A promising new program aims to prevent teenagers from trying methamphetamine by showing them how the drug might alter their appearance for the worse within a few years.
Utilizing cameras and software originally designed to show patients what they might look like after plastic surgery, a computer program known as Face2Face can show students what they could look like in a few years if they use meth, owing to effects on teeth, skin and hair from drug use.
"I think that it's definitely an innovative approach in that it's showing the consequences of meth in a very personalized manner," said Dr. Larissa Mooney, a psychiatrist specializing in the treatment of addiction at UCLA.
The program takes one step further the anti-meth campaigns instituted in several states that use before and after photographs of real meth addicts to show how the drug ravages not only a person's health, but also their looks.
"Adolescents are known to be at an age [where they are] concerned about their appearance," said Mooney.
Personalizing the experience and showing teens the possible consequences of meth use for them was a primary goal of the project, which was conceived by Mendocino County, Calif., Sheriff Thomas Allman, a former narcotics officer, and developed by Abalone, LLC, a software company based near San Francisco.

____________

- [Check your understanding]:
**a)** Please list the parts of the body that the article on the Face2Face program says meth use affects.
**b)** Write a continuation of the article on the Face2Face program, picking up after its last sentence.

- [Data listing]:
____________

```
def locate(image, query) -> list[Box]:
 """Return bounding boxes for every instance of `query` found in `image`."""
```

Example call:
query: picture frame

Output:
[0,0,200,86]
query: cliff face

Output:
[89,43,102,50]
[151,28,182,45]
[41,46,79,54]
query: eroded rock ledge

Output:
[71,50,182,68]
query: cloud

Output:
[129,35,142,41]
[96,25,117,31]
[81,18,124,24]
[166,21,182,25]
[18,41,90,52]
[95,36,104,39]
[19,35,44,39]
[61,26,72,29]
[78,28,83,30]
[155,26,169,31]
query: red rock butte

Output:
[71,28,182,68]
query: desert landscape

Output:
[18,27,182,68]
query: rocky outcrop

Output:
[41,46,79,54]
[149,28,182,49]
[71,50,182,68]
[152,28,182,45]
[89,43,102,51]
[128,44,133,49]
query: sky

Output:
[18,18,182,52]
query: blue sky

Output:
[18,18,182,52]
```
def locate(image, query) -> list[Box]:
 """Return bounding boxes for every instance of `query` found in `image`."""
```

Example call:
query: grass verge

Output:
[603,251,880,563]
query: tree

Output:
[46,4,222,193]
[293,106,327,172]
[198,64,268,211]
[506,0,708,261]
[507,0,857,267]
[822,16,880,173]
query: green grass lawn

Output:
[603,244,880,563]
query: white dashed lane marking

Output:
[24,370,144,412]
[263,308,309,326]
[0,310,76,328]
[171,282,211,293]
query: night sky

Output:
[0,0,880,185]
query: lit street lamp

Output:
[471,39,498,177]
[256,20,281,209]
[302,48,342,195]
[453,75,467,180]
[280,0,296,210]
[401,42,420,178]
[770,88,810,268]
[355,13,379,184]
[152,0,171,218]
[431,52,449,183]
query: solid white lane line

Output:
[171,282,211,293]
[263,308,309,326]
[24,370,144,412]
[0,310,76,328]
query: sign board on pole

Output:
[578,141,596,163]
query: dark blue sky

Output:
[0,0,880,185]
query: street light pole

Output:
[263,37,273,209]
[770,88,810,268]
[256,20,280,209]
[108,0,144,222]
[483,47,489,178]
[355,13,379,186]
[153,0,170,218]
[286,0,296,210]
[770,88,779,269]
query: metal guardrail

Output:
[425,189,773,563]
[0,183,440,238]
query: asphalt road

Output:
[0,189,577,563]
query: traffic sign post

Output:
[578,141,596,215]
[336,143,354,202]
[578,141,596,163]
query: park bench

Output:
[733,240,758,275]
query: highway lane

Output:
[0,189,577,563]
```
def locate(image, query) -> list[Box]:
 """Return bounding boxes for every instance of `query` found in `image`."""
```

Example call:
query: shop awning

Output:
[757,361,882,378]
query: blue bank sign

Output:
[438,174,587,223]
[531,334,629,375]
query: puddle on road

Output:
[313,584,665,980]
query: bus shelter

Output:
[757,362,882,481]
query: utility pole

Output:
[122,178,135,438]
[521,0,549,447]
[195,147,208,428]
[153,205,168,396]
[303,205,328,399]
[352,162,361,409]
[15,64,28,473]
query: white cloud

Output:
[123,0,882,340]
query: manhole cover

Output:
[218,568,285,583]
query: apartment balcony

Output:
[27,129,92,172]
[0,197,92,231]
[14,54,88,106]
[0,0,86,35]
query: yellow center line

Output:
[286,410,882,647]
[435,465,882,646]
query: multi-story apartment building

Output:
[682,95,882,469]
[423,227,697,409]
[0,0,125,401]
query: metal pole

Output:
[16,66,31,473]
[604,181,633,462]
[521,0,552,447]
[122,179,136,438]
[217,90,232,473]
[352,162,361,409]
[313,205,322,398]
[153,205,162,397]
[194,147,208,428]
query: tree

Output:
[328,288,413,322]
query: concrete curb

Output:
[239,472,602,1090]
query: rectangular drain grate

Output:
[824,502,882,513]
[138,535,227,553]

____________

- [Solved problems]:
**a)** teeth, skin, hair

**b)**
"The point of the face program is that it personalizes the message and makes the message really exciting. The message sticks, it has a retention value," said Laslo Vestremi, chief executive officer of Abalone.
Allman came up with the idea when, at the mall with his wife, he saw a cosmetics counter with a program to show customers what they would look like with various types of makeup.
He had been frustrated with the growing methamphetamine epidemic in his county, and the two ideas came together.
"Kids think that they have this Teflon coating on them and nothing bad happens to them," Allman said of the reaction when they are told of possible drug consequences. "They basically convince you it happens to other kids."
With his idea, however, kids could see the consequences for them. He contacted what he estimates to be more than 20 software companies before he reached out to Vestremi, leading to the creation of Face2Face a little less than a year ago.
The program has not been limited to Mendocino County.
"The first time we displayed it was at our county fair [in October]," Mobile County, Ala., Sheriff's Office spokeswoman Lori Myles said.
Hannah Cagle, 17, a senior at Mary G. Montgomery High School in Semmes, a suburb 15 miles northwest of Mobile, was among the first to try the program there, coming into the police station to do so through a class.
"It's not exactly the most gorgeous picture of myself I've ever seen," she said. "Obviously it can't be perfected because it's just a picture, it's not a re-creation." But, she added, "It kind of brings you down to earth a little bit."
Prior to the class, Cagle said she wasn't very familiar with the meth problem, although, she said, "I know of a few houses that burned down due to meth last year."
But, she said the picture was powerful in stressing how damaging meth can be.
"It's weird to see yourself look that way," she said. "It's a good experience because you never want to see yourself that way, but it is weird."